▼▼▼
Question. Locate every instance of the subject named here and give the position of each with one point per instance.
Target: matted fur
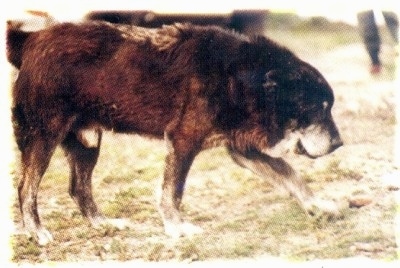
(195, 86)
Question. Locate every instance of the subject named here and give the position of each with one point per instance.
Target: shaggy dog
(193, 86)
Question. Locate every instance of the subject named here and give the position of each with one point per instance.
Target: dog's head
(292, 101)
(303, 103)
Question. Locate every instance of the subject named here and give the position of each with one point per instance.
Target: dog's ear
(270, 81)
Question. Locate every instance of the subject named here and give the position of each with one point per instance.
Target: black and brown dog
(194, 86)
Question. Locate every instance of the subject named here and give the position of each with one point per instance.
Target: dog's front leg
(281, 174)
(177, 164)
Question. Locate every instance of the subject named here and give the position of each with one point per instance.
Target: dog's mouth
(301, 150)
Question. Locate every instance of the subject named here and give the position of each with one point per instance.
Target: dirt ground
(364, 111)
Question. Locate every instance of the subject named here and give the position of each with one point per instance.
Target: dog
(196, 87)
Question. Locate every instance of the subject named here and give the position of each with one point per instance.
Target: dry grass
(241, 214)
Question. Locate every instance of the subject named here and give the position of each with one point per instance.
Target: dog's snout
(336, 143)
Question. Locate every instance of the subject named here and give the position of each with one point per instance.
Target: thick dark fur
(194, 86)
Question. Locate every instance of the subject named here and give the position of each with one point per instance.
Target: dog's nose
(336, 143)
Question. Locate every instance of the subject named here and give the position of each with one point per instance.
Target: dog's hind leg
(82, 150)
(36, 150)
(281, 174)
(82, 160)
(177, 164)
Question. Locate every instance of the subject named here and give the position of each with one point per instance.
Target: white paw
(182, 229)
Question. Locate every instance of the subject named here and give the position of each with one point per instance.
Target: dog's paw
(181, 229)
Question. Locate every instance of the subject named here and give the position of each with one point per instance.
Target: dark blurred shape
(370, 34)
(245, 21)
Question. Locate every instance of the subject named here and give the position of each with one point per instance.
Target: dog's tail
(15, 42)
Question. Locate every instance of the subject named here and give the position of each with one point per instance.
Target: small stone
(391, 181)
(359, 201)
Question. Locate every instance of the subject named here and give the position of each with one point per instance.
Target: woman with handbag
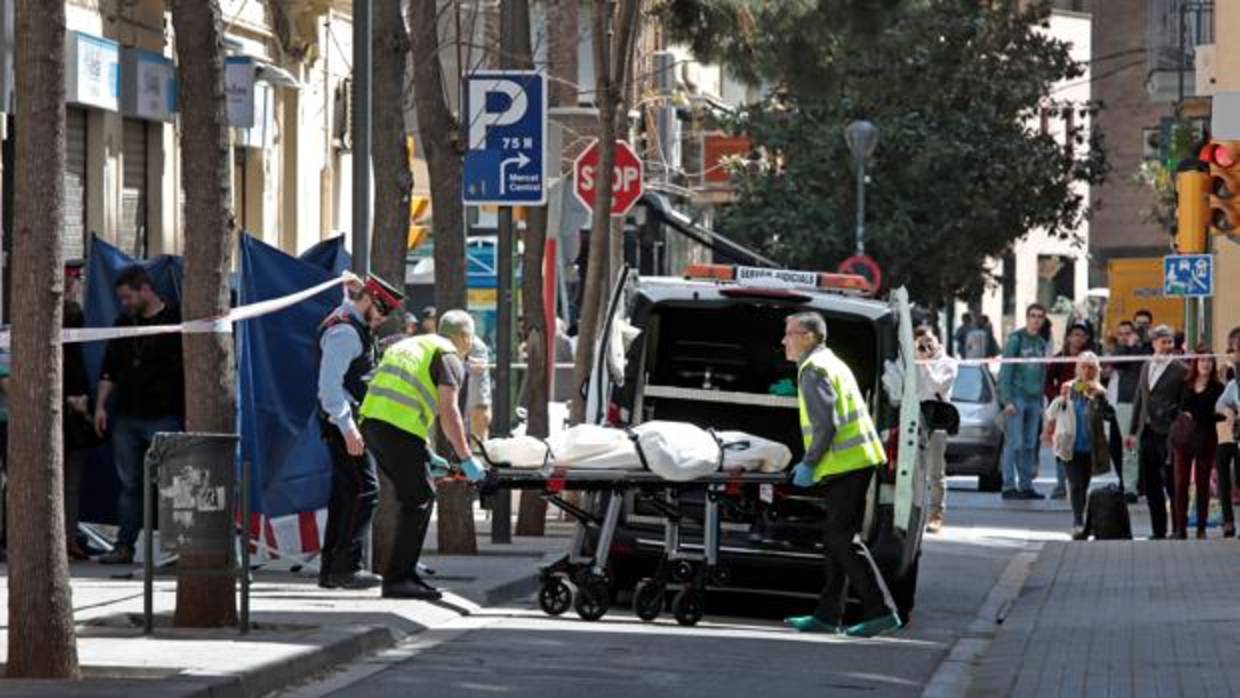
(1194, 441)
(1076, 430)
▲▲▲
WHAT NEEDS TO BE DONE: Repeat the material verbatim but without any of its pictures.

RESPONSE BOX:
Question. Locate every instance of the subject named here and give the position of each with one point per instance.
Target: matted fur
(195, 86)
Question. Locate every instance of the subject named here and give the position of each with one point per instance.
Target: shaggy dog
(193, 86)
Question. Locate every instance of the subject named here and give the position of each with one point per instance.
Target: dog's head
(292, 101)
(303, 103)
Question. Locate every instance of the subject named here and give the position of each with one point per instance.
Target: dog's ear
(270, 81)
Question. Locate every instance of the subject named here and give the position of each with one point per instance.
Target: black and brown dog
(194, 86)
Question. Locate every instance of the subject named here and give the position of each with one point per instance.
Target: dog's front leg
(281, 174)
(177, 164)
Question. Locate every instance of the subject named here and give the position of each with one point per instance.
Target: dog's mouth
(301, 150)
Question. Locate every instance of the subject named here and give the position of each with one point per instance.
Target: dirt ground
(364, 111)
Question. Locate every instance of the subject named here and give the position of each with one point per instance.
Target: dog
(196, 87)
Question. Locate every instance of the subject named here and give the position of each with one point per instance.
Target: dry grass
(241, 214)
Question. Locate every instance of the subject named here and give the position of each with one point per instance.
Target: dog's snout
(336, 143)
Question. Locate every instance of the subject named here and give the position of each with one point per instance.
Target: thick dark fur
(194, 86)
Question. Locate every instance of the subject named here and give the position of each with one point per instance.
Target: dog's nose
(336, 143)
Question. Locate every instance of the subject named here and give the position of each with one point per instance.
Target: dog's hind leg
(82, 150)
(36, 150)
(281, 174)
(82, 160)
(177, 164)
Question. Locate every instance of the subject named here and give the position of each with one point per instance.
Target: white paw
(182, 229)
Question. Locate every instance of the subject named here and give the position of each with one point per instance.
Target: dog's paw
(181, 229)
Question. Locate every instance of the subject named here and give the position of each with one point per instance.
Target: dark blurred shape
(370, 34)
(245, 21)
Question. Locate every instance of the subject named here and give the position of each with one point per instance.
Target: dog's tail
(15, 42)
Question. Locate every instance of the subject named here and give the position of each with one point per instance.
Target: small stone
(391, 181)
(359, 201)
Question. Locate every instance of the subject named here and give the position of each with one point per instance.
Target: woman with handbag
(1194, 441)
(1076, 430)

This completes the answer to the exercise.